Retype the entries in full, exactly.

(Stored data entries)

== Segment start ==

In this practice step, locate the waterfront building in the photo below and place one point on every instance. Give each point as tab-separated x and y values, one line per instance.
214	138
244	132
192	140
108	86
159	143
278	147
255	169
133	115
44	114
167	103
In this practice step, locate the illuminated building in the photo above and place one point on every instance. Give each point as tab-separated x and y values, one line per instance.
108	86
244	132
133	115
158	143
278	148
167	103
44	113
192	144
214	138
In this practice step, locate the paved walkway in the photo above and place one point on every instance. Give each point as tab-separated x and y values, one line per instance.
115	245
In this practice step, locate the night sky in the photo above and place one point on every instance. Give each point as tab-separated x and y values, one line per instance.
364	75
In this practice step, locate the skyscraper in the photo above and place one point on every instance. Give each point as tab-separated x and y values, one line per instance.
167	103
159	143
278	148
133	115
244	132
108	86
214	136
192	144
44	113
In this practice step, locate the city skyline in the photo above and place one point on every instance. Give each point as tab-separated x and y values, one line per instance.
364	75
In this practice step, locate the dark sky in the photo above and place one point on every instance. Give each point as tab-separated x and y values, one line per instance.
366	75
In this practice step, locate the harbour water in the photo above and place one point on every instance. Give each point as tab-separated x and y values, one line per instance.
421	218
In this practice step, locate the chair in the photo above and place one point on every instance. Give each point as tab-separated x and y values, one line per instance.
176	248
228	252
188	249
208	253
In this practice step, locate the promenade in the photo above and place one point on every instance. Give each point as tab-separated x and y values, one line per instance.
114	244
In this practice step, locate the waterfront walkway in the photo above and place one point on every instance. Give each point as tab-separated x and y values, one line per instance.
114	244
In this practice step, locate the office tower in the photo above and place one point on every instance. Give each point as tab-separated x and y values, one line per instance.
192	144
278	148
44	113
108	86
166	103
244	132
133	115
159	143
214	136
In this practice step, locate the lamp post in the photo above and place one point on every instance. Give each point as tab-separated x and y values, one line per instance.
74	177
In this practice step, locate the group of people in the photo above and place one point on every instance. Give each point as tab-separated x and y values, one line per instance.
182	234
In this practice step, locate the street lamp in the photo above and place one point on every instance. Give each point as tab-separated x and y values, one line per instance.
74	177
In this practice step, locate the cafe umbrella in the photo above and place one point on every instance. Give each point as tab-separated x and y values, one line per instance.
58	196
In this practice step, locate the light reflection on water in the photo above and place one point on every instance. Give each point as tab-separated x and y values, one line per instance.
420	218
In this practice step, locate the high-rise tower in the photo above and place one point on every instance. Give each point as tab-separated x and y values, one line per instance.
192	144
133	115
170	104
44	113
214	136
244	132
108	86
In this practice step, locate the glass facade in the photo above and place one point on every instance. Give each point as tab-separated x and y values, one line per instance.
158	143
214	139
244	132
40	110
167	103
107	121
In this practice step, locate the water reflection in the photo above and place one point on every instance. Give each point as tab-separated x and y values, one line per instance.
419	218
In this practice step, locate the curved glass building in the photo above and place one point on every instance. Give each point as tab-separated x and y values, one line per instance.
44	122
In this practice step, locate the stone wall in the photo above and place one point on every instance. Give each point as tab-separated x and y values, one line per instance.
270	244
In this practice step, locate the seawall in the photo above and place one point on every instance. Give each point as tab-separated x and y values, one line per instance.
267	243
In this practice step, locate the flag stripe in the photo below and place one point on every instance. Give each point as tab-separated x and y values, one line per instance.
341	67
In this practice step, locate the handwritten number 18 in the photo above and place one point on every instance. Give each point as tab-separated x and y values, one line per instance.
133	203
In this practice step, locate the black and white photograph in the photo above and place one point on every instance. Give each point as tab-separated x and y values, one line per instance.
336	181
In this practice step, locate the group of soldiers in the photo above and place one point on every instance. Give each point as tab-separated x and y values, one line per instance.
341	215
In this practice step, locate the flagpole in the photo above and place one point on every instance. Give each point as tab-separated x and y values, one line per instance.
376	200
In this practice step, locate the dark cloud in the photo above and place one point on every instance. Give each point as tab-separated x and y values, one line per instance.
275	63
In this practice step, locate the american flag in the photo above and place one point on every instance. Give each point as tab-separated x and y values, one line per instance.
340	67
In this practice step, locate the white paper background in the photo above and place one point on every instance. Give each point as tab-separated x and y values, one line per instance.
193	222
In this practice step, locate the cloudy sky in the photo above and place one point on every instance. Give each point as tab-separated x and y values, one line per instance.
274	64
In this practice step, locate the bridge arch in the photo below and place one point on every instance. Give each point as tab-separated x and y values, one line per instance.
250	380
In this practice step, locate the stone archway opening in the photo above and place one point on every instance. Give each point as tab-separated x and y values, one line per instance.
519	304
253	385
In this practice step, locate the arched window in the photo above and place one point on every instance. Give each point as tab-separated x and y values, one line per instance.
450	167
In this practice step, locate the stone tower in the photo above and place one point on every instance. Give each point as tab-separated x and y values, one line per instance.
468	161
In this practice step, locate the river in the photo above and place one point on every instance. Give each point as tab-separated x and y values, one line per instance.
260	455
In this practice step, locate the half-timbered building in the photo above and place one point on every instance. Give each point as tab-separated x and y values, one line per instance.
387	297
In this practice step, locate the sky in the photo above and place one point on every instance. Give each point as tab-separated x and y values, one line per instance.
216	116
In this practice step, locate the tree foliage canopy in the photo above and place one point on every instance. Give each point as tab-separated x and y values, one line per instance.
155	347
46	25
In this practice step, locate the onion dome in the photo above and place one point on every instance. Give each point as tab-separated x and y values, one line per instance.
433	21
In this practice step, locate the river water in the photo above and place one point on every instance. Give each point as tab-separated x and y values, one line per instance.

== Segment end ==

SOLVED PROBLEM:
In this practice step, locate the waterfront building in the photo below and place one point on every instance. Give each point as tab-separated x and y values, one line per instance.
214	138
244	132
192	140
108	86
159	143
278	147
255	169
133	115
44	114
167	103
In this practice step, locate the illuminated building in the photo above and place one point on every instance. Give each point as tab-separated x and y values, one line per instance.
108	86
244	132
133	115
158	143
278	148
167	103
44	113
192	144
214	138
In this practice step, locate the paved walkway in the photo above and place one point on every instance. Give each point as tab-separated x and y values, one line per instance.
115	245
In this practice step, locate the night sky in the photo above and place one point on every instance. Give each point as tab-separated x and y values, one line per instance.
364	75
In this practice step, locate the skyscraper in the photo above and place one point on every instance. Give each point as tab-separated x and y values, one line per instance.
167	103
159	143
278	148
133	115
244	132
108	86
214	136
192	144
44	113
In this practice step, locate the city skyline in the photo above and place one point on every instance. Give each point as tab-separated x and y values, one line per instance.
364	75
In this practice step, locate the dark sky in the photo above and place one point on every instance. Give each point as tab-separated x and y values, one line per instance.
366	75
In this practice step, locate the harbour water in the photo above and place one point on every instance. Give each point as tab-separated x and y values, one line per instance.
421	218
In this practice step, locate the chair in the photo above and place one point on every instance. Give each point as tab-separated x and y values, one line per instance.
176	248
228	252
188	249
208	253
In this practice step, locate the promenade in the photo above and place one point on every instance. Give each point as tab-separated x and y values, one line per instance.
114	244
In this practice step, locate the waterfront walkway in the photo above and place one point on every instance. Give each point as tab-separated x and y values, one line per instance.
114	244
In this practice step, locate the office tower in the photo above and place one point on every instance. Give each point as tab-separated x and y values, one line per instance.
192	144
278	148
44	113
108	86
166	103
244	132
133	115
159	143
214	136
In this practice step, locate the lamp post in the photo above and place one point on every instance. Give each point as tab-separated x and y values, one line per instance.
74	177
In this practice step, locate the group of people in the photo above and place one point on every instance. Give each point as tab-separated x and y values, one line per instance.
182	234
In this practice step, locate the street lamp in the photo above and place one point on every instance. Give each point as tab-separated x and y values, one line per instance.
74	177
In this practice step, locate the cafe umbrella in the photo above and place one point on every instance. Give each point as tab-separated x and y values, one line per instance.
58	196
In this practice step, locate the light reflection on water in the photo above and place one point on every instance. Give each point as tab-separated x and y values, one line per instance.
420	218
In this practice step, locate the high-rise tower in the photo above and place one point on every instance. Give each point as tab-separated x and y values, one line per instance.
192	144
133	115
170	104
44	113
214	136
244	132
108	86
In this practice step, locate the glass facade in the photo above and place one point on every instance. Give each point as tab-separated x and y values, one line per instance.
158	143
214	139
244	132
40	110
167	103
107	121
In this practice step, locate the water reflection in the photo above and place one point on every instance. Give each point as tab-separated x and y values, one line per instance.
419	218
In this practice step, locate the curved glass building in the photo above and place one point on every instance. Give each point as tab-separated x and y values, one line per instance.
44	122
In this practice step, locate the stone wall in the photo above and place one point on every instance. Give each point as tab-separated x and y values, one line per instance.
270	244
In this practice step, locate the seawall in the photo above and place one point on every instance. Give each point as tab-separated x and y values, one line per instance.
267	243
In this practice step, locate the flag stripe in the photo below and place one point on every instance. Give each point as tab-separated x and y values, one line per instance.
341	67
In this practice step, locate the handwritten number 18 in the photo above and place one point on every instance. Give each point as tab-separated x and y values, one line per instance.
133	203
In this practice step, locate the black and white photograph in the photo above and place one point on every instance. Give each point as tab-separated x and y values, one line per instance.
336	181
In this practice step, locate the group of soldiers in the photo above and place one point on every instance. Give each point as tab-separated x and y values, one line per instance.
341	215
In this practice step, locate the flagpole in the photo above and place one point on every instance. Give each point as tab-separated x and y values, one line per instance.
376	200
In this practice step, locate the dark cloud in the photo above and place one point on every instance. Give each point as tab-separated x and y values, one line per instance.
275	63
In this practice step, locate the american flag in the photo above and place one point on every instance. Give each point as tab-separated x and y values, one line per instance.
340	67
In this practice step, locate the white paper background in the photo above and place one point on every instance. Give each point as tab-separated x and y values, one line per instance.
193	222
In this practice step, locate the cloudy sky in the photo above and place one point on every instance. Give each point as tab-separated x and y values, one line per instance.
274	64
In this practice step, locate the bridge arch in the photo below and place one point on every instance. Give each point as tab-separated x and y values, one line per instance.
250	380
In this practice step, locate the stone archway opening in the photo above and place one point on every instance. Give each point as tab-separated x and y values, one line per instance.
519	304
253	385
In this practice step, locate the arched window in the photo above and place one point on every instance. Give each point as tab-separated x and y values, one line per instance.
450	167
In this practice step, locate the stone tower in the photo above and place one point on every instance. Give each point as tab-separated x and y values, one line per instance.
468	161
In this practice step, locate the river in the photo above and place one point on every instance. Give each point as tab-separated x and y values, one line per instance.
260	455
In this practice step, locate the half-timbered building in the photo above and place one point on every instance. Give each point as tab-separated x and y values, one line per instance.
387	297
In this practice step, locate the sky in the photo above and place one point on every instance. Give each point as tab-separated x and y values, one line per instance.
216	116
In this practice step, locate the tree foliage canopy in the photo above and place one point on every instance. Give each point as tab-separated x and y values, one line per instance.
155	347
46	25
In this practice step, locate the onion dome in the photo above and place one point on every instance. Give each point as tab-separated x and y values, one line per instance.
433	21
In this practice step, locate the river water in the photo above and place one point on every instance. Give each point as tab-separated x and y values, one line per instance.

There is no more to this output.